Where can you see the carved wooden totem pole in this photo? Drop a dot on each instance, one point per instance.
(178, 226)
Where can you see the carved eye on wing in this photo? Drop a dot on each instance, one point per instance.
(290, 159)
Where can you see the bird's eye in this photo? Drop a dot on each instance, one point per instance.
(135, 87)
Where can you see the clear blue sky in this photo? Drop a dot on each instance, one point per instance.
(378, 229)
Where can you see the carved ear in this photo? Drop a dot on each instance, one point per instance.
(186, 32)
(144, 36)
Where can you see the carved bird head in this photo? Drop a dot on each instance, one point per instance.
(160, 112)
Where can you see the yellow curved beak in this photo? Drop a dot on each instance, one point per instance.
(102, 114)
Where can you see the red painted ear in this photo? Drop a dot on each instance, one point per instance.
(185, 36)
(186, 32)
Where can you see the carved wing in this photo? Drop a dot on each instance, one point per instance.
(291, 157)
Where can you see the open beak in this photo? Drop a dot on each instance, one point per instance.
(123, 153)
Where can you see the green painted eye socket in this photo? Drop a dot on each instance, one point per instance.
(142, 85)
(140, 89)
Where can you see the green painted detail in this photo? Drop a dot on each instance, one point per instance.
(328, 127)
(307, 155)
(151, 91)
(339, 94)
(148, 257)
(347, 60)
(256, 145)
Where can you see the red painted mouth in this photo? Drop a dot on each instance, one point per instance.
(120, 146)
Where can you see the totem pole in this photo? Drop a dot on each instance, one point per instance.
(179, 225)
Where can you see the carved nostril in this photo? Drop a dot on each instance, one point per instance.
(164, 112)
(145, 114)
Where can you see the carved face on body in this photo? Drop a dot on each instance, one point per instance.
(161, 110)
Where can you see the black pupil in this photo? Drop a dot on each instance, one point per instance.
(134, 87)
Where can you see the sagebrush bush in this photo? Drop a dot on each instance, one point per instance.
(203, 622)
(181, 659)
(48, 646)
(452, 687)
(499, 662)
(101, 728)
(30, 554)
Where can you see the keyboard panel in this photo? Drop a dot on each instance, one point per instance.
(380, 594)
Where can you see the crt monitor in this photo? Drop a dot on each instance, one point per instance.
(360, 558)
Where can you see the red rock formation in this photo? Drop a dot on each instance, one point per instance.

========================================================================

# Exercise directions:
Copy everything in the records above from the line containing "Where can you see the black" down to the end of the records, both ends included, with no changes.

# Answer to this exercise:
Where can you see the black pupil in this photo? Drop a dot on each instance, one point per instance.
(134, 87)
Where can you see the sagebrush bush in this photo? Drop a dot on each instance, one point per instance.
(203, 622)
(181, 659)
(48, 646)
(452, 687)
(499, 662)
(101, 728)
(30, 554)
Where can you see the keyboard panel in this photo? Drop a dot on each instance, one point per instance.
(380, 594)
Where can you see the crt monitor in this photo? Drop a dot on each instance, one point per instance.
(360, 558)
Where can you see the red rock formation in this photo? Drop a dot on each instance, one point per instance.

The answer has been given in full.